## Problem details
Copy the listing below word for word, leaving out the picture.

---*---

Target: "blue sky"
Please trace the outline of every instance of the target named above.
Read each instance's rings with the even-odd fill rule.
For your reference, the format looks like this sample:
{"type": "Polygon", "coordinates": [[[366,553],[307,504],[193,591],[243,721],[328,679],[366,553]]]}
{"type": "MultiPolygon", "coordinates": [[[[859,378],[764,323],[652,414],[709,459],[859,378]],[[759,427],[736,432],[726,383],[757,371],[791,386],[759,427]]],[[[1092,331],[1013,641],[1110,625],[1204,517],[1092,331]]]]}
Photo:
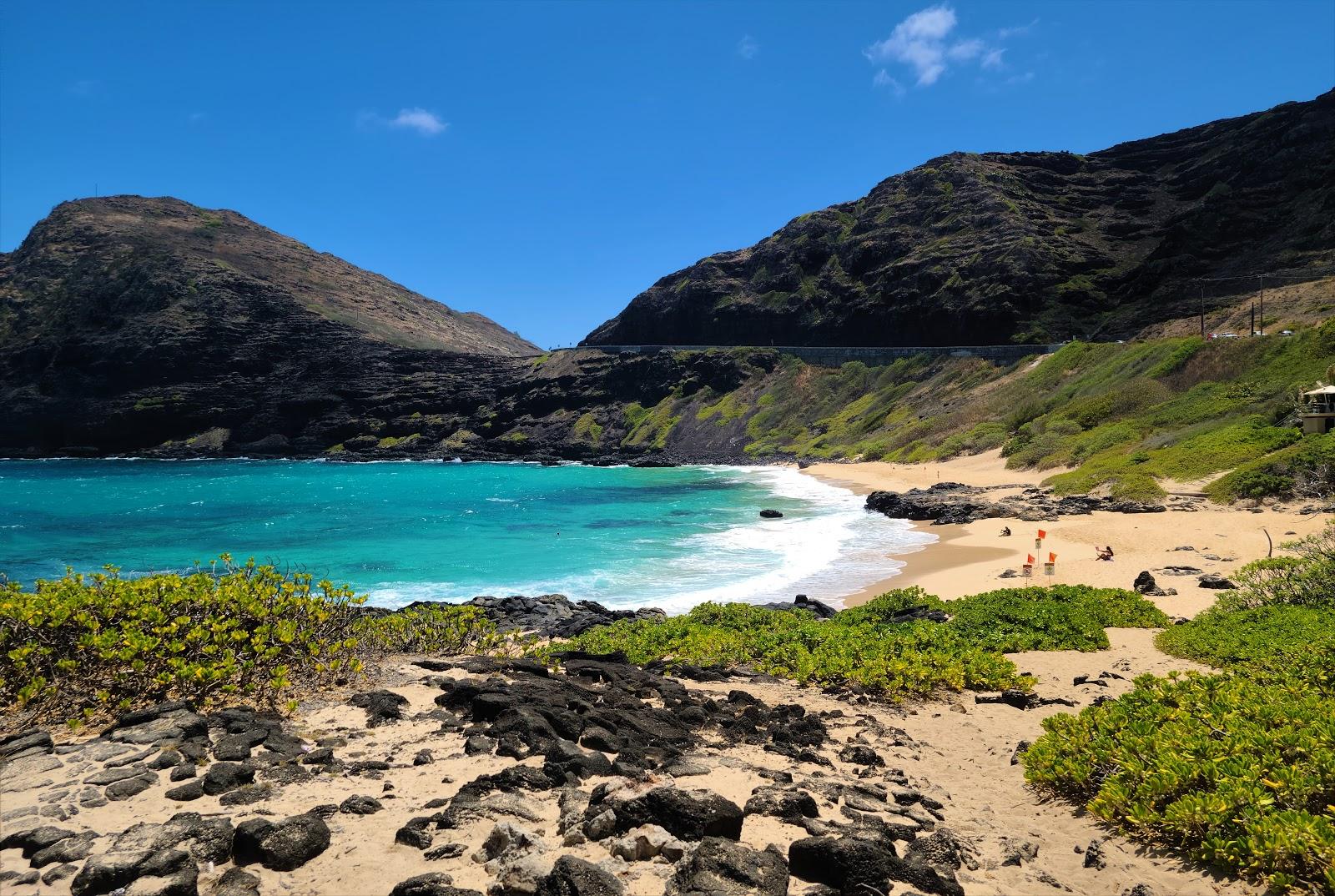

---*---

## Complete output
Target: "blue sky"
Please trace the outline of every instance of the target named above.
Read each instance's rings with the even-odd fill rule.
For your reference, the format looks like this sample:
{"type": "Polygon", "coordinates": [[[366,553],[307,504],[193,591],[243,721],[328,679],[366,553]]]}
{"type": "MultiPolygon", "coordinates": [[[[859,378],[764,323],[652,414],[709,459],[859,378]],[[759,427],[736,432],[726,383],[757,371],[791,386],[759,427]]],[[[1092,331],[1013,641],[1110,625],[1204,517],[1092,331]]]]}
Photo:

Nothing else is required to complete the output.